_Data in this exercise_
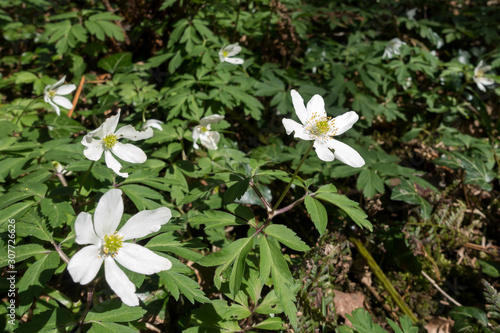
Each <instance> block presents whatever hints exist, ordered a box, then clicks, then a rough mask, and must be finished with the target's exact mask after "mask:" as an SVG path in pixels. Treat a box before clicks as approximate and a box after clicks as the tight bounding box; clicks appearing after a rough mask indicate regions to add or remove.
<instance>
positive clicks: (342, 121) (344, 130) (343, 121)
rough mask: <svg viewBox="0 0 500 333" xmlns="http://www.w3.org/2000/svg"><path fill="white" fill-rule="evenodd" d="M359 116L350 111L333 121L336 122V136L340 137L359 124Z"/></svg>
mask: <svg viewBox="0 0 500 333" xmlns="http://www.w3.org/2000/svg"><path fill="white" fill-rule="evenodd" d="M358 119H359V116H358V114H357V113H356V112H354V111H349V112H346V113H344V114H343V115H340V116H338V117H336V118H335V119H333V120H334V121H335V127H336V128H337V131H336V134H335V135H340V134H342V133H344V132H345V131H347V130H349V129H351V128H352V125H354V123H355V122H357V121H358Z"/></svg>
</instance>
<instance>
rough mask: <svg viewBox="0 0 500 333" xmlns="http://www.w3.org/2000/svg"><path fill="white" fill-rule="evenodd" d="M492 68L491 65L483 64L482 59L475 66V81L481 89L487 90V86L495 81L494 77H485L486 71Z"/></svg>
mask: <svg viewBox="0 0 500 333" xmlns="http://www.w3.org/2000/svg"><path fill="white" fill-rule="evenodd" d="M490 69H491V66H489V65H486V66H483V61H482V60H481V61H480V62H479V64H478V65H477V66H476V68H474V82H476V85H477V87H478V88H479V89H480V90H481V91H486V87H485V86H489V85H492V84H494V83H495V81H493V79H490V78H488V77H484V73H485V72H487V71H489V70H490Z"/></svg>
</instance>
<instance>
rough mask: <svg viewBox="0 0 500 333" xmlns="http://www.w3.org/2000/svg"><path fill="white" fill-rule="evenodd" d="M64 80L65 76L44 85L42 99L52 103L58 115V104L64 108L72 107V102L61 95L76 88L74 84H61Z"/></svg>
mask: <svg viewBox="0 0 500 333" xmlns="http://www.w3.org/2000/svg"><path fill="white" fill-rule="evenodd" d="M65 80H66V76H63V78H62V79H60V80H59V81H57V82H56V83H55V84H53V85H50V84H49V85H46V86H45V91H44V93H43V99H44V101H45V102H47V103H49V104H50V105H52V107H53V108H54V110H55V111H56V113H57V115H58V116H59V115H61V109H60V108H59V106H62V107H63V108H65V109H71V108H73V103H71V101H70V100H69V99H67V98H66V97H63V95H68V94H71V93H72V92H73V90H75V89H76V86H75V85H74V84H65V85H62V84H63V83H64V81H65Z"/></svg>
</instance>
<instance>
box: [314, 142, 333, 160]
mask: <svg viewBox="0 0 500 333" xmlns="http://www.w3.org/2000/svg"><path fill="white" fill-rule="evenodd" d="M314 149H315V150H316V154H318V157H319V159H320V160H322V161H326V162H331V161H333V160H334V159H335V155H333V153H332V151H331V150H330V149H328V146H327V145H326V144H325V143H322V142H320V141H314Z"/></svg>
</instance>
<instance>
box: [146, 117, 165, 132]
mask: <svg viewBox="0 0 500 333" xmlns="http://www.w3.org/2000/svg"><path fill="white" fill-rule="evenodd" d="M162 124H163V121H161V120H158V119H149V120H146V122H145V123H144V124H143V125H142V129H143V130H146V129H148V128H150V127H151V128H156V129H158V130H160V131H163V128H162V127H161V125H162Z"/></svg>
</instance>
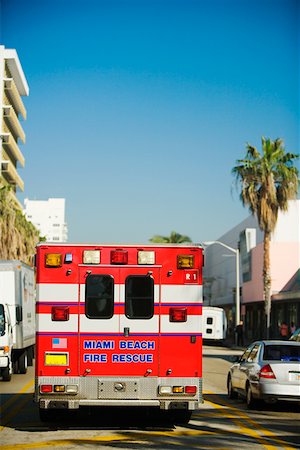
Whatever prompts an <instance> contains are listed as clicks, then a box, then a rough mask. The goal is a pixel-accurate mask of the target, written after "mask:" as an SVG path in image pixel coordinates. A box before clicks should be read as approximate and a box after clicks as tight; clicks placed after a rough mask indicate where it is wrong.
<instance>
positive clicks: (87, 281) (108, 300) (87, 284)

_What the exercise asks_
Reproduce all of the data above verbatim, from start to finish, but omit the pictures.

_Expected answer_
Each <instance> block presents whatever hints exist, ordered a box, then clicks, then a rough mask, and must be finished with the target's exact mask after "mask:" as an SVG path in pixels. Treat a box before clicks as approximate and a box after clicks as the tight bounding box; clicks appearing after a rough mask indicate regions to add or remove.
<instance>
positive clicks: (342, 121) (344, 130) (343, 121)
rough mask: <svg viewBox="0 0 500 333" xmlns="http://www.w3.org/2000/svg"><path fill="white" fill-rule="evenodd" d="M359 116L350 111L333 121L336 122V136L340 137L359 124Z"/></svg>
mask: <svg viewBox="0 0 500 333" xmlns="http://www.w3.org/2000/svg"><path fill="white" fill-rule="evenodd" d="M358 119H359V116H358V114H357V113H356V112H354V111H349V112H346V113H344V114H343V115H340V116H338V117H336V118H335V119H333V120H334V121H335V127H336V128H337V131H336V134H335V135H340V134H342V133H344V132H345V131H347V130H349V129H351V128H352V125H354V123H355V122H357V121H358Z"/></svg>
</instance>
<instance>
rough mask: <svg viewBox="0 0 500 333" xmlns="http://www.w3.org/2000/svg"><path fill="white" fill-rule="evenodd" d="M492 68L491 65L483 64L482 59L475 66V81L481 89L487 90V86L495 81L494 77H485L486 71Z"/></svg>
mask: <svg viewBox="0 0 500 333" xmlns="http://www.w3.org/2000/svg"><path fill="white" fill-rule="evenodd" d="M490 69H491V66H489V65H486V66H483V61H482V60H481V61H480V62H479V64H478V65H477V66H476V68H474V82H476V85H477V87H478V88H479V89H480V90H481V91H486V87H485V86H489V85H492V84H494V83H495V81H493V79H490V78H488V77H484V73H485V72H487V71H489V70H490Z"/></svg>
</instance>
<instance>
rough mask: <svg viewBox="0 0 500 333" xmlns="http://www.w3.org/2000/svg"><path fill="white" fill-rule="evenodd" d="M64 80L65 76L44 85L42 99L52 103L58 115V104L64 108L72 107V102L61 95L76 88L74 84H61Z"/></svg>
mask: <svg viewBox="0 0 500 333" xmlns="http://www.w3.org/2000/svg"><path fill="white" fill-rule="evenodd" d="M65 80H66V76H63V78H62V79H60V80H59V81H57V82H56V83H55V84H53V85H50V84H49V85H46V86H45V91H44V93H43V99H44V101H45V102H47V103H49V104H50V105H52V107H53V108H54V110H55V111H56V113H57V115H58V116H59V115H61V109H60V108H59V106H62V107H63V108H65V109H71V108H73V103H71V101H70V100H69V99H67V98H66V97H63V95H68V94H71V93H72V92H73V90H75V89H76V86H75V85H74V84H65V85H62V84H63V83H64V81H65Z"/></svg>
</instance>
<instance>
box: [314, 142, 333, 160]
mask: <svg viewBox="0 0 500 333" xmlns="http://www.w3.org/2000/svg"><path fill="white" fill-rule="evenodd" d="M314 149H315V150H316V154H318V157H319V159H320V160H322V161H326V162H331V161H333V160H334V159H335V155H333V153H332V151H331V150H330V149H328V146H327V145H326V144H325V143H322V142H320V141H314Z"/></svg>
</instance>
<instance>
box: [146, 117, 165, 132]
mask: <svg viewBox="0 0 500 333" xmlns="http://www.w3.org/2000/svg"><path fill="white" fill-rule="evenodd" d="M162 124H163V121H161V120H158V119H149V120H146V122H145V123H144V124H143V125H142V129H143V130H146V129H148V128H150V127H151V128H156V129H158V130H160V131H163V128H162V127H161V125H162Z"/></svg>
</instance>
Whatever prompts an <instance> contains are listed as clicks, then a box, then a rough mask. The goal is a pixel-accurate mask of the target, written after "mask:" as an SVG path in image pixel coordinates. A box before clicks should be read as approximate and a box after clicks as tight; clicks placed after a rough mask indicate where it is wrong.
<instance>
positive clicks: (87, 281) (108, 300) (87, 284)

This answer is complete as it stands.